> Material shown
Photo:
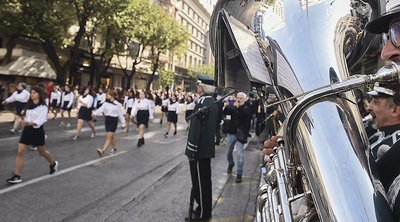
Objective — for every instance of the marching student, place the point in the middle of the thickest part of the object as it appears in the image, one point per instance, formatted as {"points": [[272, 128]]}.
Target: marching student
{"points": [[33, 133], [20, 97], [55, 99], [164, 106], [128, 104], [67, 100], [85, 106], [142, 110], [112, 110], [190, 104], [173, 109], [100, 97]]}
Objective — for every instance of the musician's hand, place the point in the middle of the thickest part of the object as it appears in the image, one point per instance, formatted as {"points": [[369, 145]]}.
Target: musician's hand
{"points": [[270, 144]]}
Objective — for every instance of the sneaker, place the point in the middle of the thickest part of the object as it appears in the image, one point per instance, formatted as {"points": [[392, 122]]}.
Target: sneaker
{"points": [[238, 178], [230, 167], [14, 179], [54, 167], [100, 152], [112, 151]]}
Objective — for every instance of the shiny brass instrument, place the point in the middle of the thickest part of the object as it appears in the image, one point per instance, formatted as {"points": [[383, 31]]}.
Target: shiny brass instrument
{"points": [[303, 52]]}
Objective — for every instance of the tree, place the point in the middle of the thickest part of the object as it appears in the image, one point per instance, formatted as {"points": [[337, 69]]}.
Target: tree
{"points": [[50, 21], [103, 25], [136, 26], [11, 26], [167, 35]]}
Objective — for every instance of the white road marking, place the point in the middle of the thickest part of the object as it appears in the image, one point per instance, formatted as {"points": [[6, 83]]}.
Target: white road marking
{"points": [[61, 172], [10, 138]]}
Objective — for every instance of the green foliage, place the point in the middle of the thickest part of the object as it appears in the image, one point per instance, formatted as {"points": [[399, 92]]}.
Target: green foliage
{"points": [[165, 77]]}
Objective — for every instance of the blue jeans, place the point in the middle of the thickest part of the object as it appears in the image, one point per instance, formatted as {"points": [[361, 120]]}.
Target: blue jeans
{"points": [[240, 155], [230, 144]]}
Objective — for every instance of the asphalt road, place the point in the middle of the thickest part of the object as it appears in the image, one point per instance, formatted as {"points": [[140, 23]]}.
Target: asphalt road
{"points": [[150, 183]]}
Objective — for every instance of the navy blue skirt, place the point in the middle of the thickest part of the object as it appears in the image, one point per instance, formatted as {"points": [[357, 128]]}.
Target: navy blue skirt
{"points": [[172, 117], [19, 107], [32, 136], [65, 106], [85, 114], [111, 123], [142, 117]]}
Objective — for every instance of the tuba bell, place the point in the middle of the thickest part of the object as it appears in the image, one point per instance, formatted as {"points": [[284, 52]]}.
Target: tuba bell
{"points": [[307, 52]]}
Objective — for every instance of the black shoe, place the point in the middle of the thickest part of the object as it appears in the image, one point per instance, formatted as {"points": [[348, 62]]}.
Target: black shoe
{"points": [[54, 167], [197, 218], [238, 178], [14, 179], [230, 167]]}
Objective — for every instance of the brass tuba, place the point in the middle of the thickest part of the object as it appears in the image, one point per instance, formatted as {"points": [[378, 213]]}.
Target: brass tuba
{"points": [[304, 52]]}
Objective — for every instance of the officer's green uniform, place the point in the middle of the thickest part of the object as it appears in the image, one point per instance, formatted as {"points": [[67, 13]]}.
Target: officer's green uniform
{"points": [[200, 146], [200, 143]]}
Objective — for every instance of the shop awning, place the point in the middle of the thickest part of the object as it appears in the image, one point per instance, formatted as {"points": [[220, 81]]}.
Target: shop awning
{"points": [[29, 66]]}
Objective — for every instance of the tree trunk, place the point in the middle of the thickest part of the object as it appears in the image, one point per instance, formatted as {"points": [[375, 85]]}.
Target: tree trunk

> Try it
Output nothing but an exact retyping of the material, pictures excluded.

> Written answer
Photo:
Objective — for every instance of the marching student, place the point in the middle of the thickest part of the object as it appears in the image, one point per instance, formatted as {"points": [[272, 128]]}.
Target: marching student
{"points": [[33, 133], [20, 97], [55, 99], [164, 106], [128, 104], [67, 100], [85, 106], [142, 110], [112, 110], [190, 104], [173, 109], [100, 97]]}
Objective — for every instance of the musician's hand, place the point in the middle of the thickest part of the object as it appears in the image, one point per instance, formatted as {"points": [[369, 145]]}.
Target: musician's hand
{"points": [[270, 144]]}
Objective — for every instance of the sneaker, place the point in the middle of the thickest part of the object as it appears in the image, one point per instance, formatted as {"points": [[392, 122]]}.
Target: sneaker
{"points": [[238, 178], [230, 167], [14, 179], [54, 167], [100, 152], [112, 151]]}
Objective — for every instance of the shiny brass instrument, place the point in the middle of the thickest part of the object as it appears in the image, one point per instance, formatted as {"points": [[383, 31]]}.
Target: shiny brass instrument
{"points": [[303, 52]]}
Objective — for every instance of the tree, place the point in the middle of the thickest part of the object as it appears in the image, one point per instance, formatted as {"points": [[337, 69]]}.
Target: tree
{"points": [[50, 21], [103, 25], [136, 26], [11, 26], [167, 35]]}
Objective — for every instance of the white road marking, place the point in the middle of the thickest part of the object as it appears in the image, one point per instance, formatted as {"points": [[6, 83]]}.
Target: white road marking
{"points": [[61, 172], [10, 138]]}
Objective — for every instance of the green foliage, place the point in the middle of the thickest part of the object as it appears in the image, one point per instance, formatted as {"points": [[399, 92]]}.
Target: green foliage
{"points": [[165, 77]]}
Objective — for every instance of the blue jeans, place the point in the middle of the thickest part of the object as it appears in the image, one point per instance, formatted as {"points": [[361, 120]]}.
Target: blue jeans
{"points": [[240, 155], [230, 144]]}
Objective — for every instance of the asphalt road, place the point in the middle of the thickest part of the object as it appears in the image, one point per instance, formatted as {"points": [[140, 23]]}.
Target: asphalt road
{"points": [[150, 183]]}
Objective — for every instance of the navy blue skirt, place the point in the middle of the thickest part of the object as it appears in the image, one point per instance, formatted as {"points": [[357, 128]]}.
Target: navy blue skirt
{"points": [[172, 117], [19, 107], [32, 136], [65, 106], [85, 114], [111, 123], [142, 117]]}
Objective — for every instance of the tuba bell, place the point in the middle of the thickest part of the object as it appears in the image, one point per instance, formatted as {"points": [[284, 52]]}.
Target: tuba bell
{"points": [[307, 52]]}
Objective — for every instance of the black shoe, place the point in the middle of the thickest part of the object as it appears in the image, one point per instance, formatted as {"points": [[348, 62]]}.
Target: black shoe
{"points": [[54, 167], [197, 218], [238, 178], [14, 179], [230, 167]]}
Objective — for every instance of the brass tuba, place the point in the middle of the thickest part of the object as it appears in the image, one point per instance, formatted as {"points": [[378, 213]]}.
Target: brass tuba
{"points": [[304, 52]]}
Objective — for every instance of the officer's green uniform, place the point in the middle of the thickest part of the object as it appears in the image, one point per instance, formatted as {"points": [[67, 13]]}.
Target: officer's green uniform
{"points": [[200, 146], [200, 143]]}
Objective — for every instance of the shop awning, place the point in the middle of the thickest part of the object as it appears in the image, one point per instance, formatted as {"points": [[220, 81]]}.
Target: shop awning
{"points": [[29, 66]]}
Objective — for every instance of the tree trunk, place the point in the middle of the thickest part of the object as it appears in the image, one point per instance, formatted as {"points": [[375, 85]]}.
Target: tree trunk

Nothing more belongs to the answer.